Guest Post: Meath East (Ireland) by-election 2013

A by-election was held in Ireland on March 27. One of this blog’s reader, EPG, posted this summary of the by-election in the comments section for another post, I have re-posted it here in a guest post for everybody to enjoy.

A legislative by-election was held in the Meath East constituency of Dáil Éireann, Ireland’s lower house, on March 27. The by-election was caused by the death of Shane McEntee, a Fine Gael TD (member of the Dáil) and the Junior Minister for Food.

Meath East is located to the north-west of Dublin. The south of the constituency is dominated by Dublin commuter towns, such as Ashbourne, Ratoath and Dunboyne. This is the heartland of an archetypical symbol of the Irish economic collapse called the “negative equity generation”: first-time house-buyers who purchased homes with large mortgage in the mid-2000s, and who now owe far more than their houses are worth. Many (probably most) are not originally from the county in which they now live, an important cultural marker in small and localistic Ireland. Meath East is more rural and settled in the northern part of the county, while the north-west end includes Kells, the largest town in northern Meath. The constituency’s somewhat bizarre, salamander-like shape is due to the exclusion of Meath’s largest town, Navan, and the inclusion of Kells, on population ratio equalisation grounds. Ironically, Meath was the home of James Tully, the Labour TD who oversaw a gerrymander that backfired in the 1970s (the Tullymander). To compound his misfortune, he then suffered shrapnel damage at the assassination of Egyptian President Sadat after Labour’s return to power in the 1980s.

**Material provided:**

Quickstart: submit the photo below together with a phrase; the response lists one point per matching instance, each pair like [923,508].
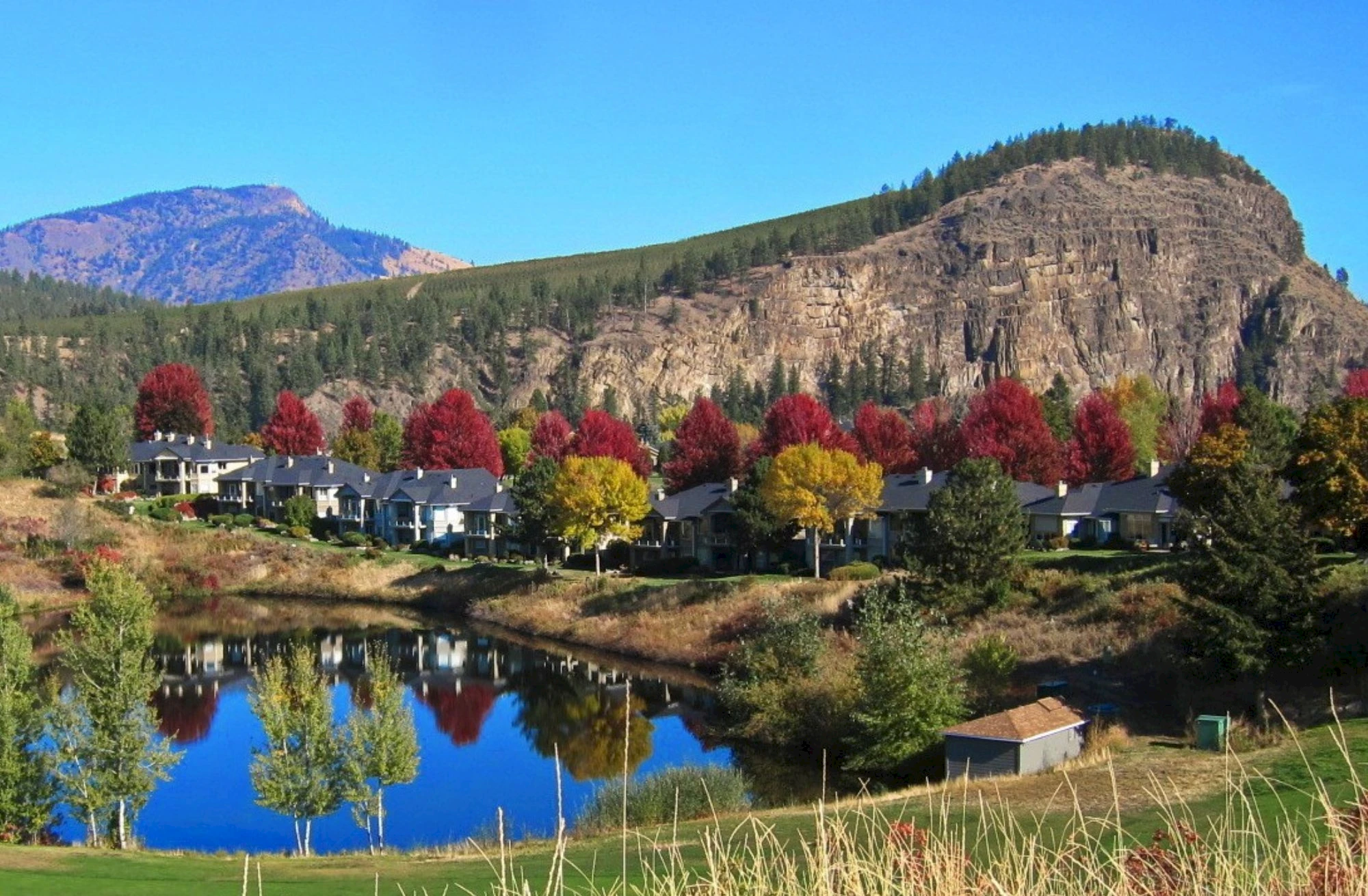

**Task instructions:**
1. According to the Meath East by-election text, what caused the by-election?
2. Extend the Meath East by-election text past its final sentence.

**Task-by-task answers:**
1. The death of Shane McEntee, a Fine Gael TD and the Junior Minister for Food.

2.
The coalition government of Fine Gael and Labour has fallen sharply in popularity since their election in 2011, while the opposition parties of Fianna Fáil and Sinn Féin have risen, as have independents and other candidates. This was probably predictable, since the government has continued most of the last (Fianna Fáil-Green) government’s policies, especially on economic issues, due to its support of the EU-ECB-IMF “troika” programme of financial support for the Irish State. This by-election was therefore considered a contest between the Fine Gael and Fianna Fáil parties. Meath East is mainly “exurban”, especially in the southern end of the constituency, but also small town and rural. This means the Labour Party was not considered a contender; their support is mainly in cities and important towns with local industry, and their current popularity is low in any case. It was enough to win one out of three seats in Meath East in 2011 under the STV proportional representation system, but it wouldn’t be enough to win an instant run-off by-election, even if they had held up their popularity. As for Sinn Féin, they did well at the by-election in Donegal South-West in 2010, which is also a rural area. But despite the despair of the negative equity generation, Meath is still a relatively prosperous part of Ireland, with big farms and many professionals who commute to jobs in Dublin. It’s a much higher-income area than Donegal, and that’s bad for Sinn Féin. Fine Gael outpolled Fianna Fáil hard in Meath East at the 2011 general election, and the big question was whether Fianna Fáil’s image-improvement since then would close enough of the gap to let them win.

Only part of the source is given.